__PROBLEM DETAILS__
Please pick out every line in the items below that contains the word "cabinet" and copy each of those lines unchanged.

··········

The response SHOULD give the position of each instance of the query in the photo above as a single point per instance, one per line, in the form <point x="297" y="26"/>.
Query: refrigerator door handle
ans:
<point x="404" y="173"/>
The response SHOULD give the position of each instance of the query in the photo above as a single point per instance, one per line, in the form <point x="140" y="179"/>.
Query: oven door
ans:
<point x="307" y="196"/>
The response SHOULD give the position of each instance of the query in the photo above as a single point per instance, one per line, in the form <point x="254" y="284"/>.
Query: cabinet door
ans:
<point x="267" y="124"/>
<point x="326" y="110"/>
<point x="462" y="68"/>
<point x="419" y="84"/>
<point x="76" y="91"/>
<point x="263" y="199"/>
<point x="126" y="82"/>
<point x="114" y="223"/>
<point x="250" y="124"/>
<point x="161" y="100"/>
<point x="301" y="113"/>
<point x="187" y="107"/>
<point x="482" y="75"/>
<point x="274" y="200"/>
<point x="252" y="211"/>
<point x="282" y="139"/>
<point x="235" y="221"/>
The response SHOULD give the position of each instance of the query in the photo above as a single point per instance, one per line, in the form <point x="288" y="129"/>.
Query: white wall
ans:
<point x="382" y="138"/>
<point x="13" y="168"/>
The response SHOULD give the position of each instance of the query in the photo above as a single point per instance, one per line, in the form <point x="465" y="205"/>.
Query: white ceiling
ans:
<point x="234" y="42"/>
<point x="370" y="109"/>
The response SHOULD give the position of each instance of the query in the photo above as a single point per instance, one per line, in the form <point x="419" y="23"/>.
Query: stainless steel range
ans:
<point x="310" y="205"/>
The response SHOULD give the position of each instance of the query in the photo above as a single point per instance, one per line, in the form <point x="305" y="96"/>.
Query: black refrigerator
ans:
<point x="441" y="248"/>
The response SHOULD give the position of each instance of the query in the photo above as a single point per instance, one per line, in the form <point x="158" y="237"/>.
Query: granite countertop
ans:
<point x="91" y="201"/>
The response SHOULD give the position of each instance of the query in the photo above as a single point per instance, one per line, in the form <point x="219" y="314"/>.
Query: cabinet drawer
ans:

··········

__RESULT OF THIS TASK__
Query: cabinet door
Query: cabinet drawer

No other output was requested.